** Working data **
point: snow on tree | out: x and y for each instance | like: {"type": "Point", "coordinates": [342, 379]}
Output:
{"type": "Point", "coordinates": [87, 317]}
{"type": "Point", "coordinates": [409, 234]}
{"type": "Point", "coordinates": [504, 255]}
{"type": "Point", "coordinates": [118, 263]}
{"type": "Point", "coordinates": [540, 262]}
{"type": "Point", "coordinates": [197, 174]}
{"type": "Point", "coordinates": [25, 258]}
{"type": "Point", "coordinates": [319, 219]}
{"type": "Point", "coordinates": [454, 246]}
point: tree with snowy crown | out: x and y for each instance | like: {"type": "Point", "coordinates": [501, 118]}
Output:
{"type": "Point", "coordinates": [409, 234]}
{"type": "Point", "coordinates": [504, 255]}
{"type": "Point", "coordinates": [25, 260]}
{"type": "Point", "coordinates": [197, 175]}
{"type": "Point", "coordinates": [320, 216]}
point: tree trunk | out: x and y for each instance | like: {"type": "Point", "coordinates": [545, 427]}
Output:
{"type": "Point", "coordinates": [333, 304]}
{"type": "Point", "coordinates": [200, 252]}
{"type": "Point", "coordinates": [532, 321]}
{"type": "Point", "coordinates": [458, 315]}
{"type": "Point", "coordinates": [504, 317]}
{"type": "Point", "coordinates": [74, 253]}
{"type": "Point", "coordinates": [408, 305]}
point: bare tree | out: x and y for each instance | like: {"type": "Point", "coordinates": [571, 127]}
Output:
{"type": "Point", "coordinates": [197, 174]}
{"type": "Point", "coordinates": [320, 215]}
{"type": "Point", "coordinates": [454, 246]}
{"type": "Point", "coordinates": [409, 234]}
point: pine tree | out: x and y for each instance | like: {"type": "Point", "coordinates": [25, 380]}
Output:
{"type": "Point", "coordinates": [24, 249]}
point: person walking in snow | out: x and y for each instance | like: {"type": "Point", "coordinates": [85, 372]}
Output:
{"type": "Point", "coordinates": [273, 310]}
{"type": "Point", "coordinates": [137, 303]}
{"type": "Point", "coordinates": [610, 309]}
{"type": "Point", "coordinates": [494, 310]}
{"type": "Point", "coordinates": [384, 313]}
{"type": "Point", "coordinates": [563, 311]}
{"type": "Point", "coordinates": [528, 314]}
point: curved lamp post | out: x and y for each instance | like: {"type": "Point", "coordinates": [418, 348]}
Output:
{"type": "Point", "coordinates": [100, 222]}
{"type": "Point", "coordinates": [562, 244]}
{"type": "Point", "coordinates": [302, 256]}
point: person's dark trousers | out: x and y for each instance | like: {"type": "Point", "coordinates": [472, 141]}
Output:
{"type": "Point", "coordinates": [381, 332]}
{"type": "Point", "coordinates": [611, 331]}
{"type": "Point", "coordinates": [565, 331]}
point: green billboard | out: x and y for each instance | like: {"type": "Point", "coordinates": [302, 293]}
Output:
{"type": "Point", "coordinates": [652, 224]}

** Objective **
Reproduce every item above verbatim, line for line and in the original order.

** Finished task **
point: snow on tree | out: x and y for each instance | like: {"type": "Point", "coordinates": [342, 379]}
Output:
{"type": "Point", "coordinates": [87, 317]}
{"type": "Point", "coordinates": [409, 234]}
{"type": "Point", "coordinates": [504, 255]}
{"type": "Point", "coordinates": [118, 263]}
{"type": "Point", "coordinates": [540, 262]}
{"type": "Point", "coordinates": [197, 174]}
{"type": "Point", "coordinates": [25, 258]}
{"type": "Point", "coordinates": [319, 219]}
{"type": "Point", "coordinates": [454, 246]}
point: tree with snowy crown | out: x and y for each instance | like: {"type": "Point", "coordinates": [501, 118]}
Output:
{"type": "Point", "coordinates": [409, 234]}
{"type": "Point", "coordinates": [504, 255]}
{"type": "Point", "coordinates": [25, 260]}
{"type": "Point", "coordinates": [197, 175]}
{"type": "Point", "coordinates": [320, 216]}
point: tree trunk | out: x and y for each instance | like: {"type": "Point", "coordinates": [545, 427]}
Output:
{"type": "Point", "coordinates": [333, 304]}
{"type": "Point", "coordinates": [200, 252]}
{"type": "Point", "coordinates": [532, 321]}
{"type": "Point", "coordinates": [458, 315]}
{"type": "Point", "coordinates": [504, 317]}
{"type": "Point", "coordinates": [74, 253]}
{"type": "Point", "coordinates": [408, 305]}
point: bare tree | out: x and y for each instance | like: {"type": "Point", "coordinates": [571, 127]}
Output:
{"type": "Point", "coordinates": [197, 174]}
{"type": "Point", "coordinates": [320, 215]}
{"type": "Point", "coordinates": [454, 246]}
{"type": "Point", "coordinates": [409, 234]}
point: pine tree | out: x and y for each instance | like: {"type": "Point", "coordinates": [25, 380]}
Output:
{"type": "Point", "coordinates": [24, 249]}
point: person walking in snow | out: x and y for each instance | like: {"type": "Point", "coordinates": [85, 372]}
Output:
{"type": "Point", "coordinates": [273, 310]}
{"type": "Point", "coordinates": [137, 303]}
{"type": "Point", "coordinates": [610, 309]}
{"type": "Point", "coordinates": [494, 310]}
{"type": "Point", "coordinates": [384, 313]}
{"type": "Point", "coordinates": [563, 311]}
{"type": "Point", "coordinates": [528, 314]}
point: curved lamp post | out: x and y for each instance | like: {"type": "Point", "coordinates": [418, 348]}
Output:
{"type": "Point", "coordinates": [100, 222]}
{"type": "Point", "coordinates": [562, 244]}
{"type": "Point", "coordinates": [302, 256]}
point: person's dark trousers | out: x and y for each instance | like: {"type": "Point", "coordinates": [472, 141]}
Output:
{"type": "Point", "coordinates": [381, 332]}
{"type": "Point", "coordinates": [611, 331]}
{"type": "Point", "coordinates": [565, 331]}
point: green billboard | out: x and y for each instance | like: {"type": "Point", "coordinates": [302, 293]}
Output:
{"type": "Point", "coordinates": [652, 224]}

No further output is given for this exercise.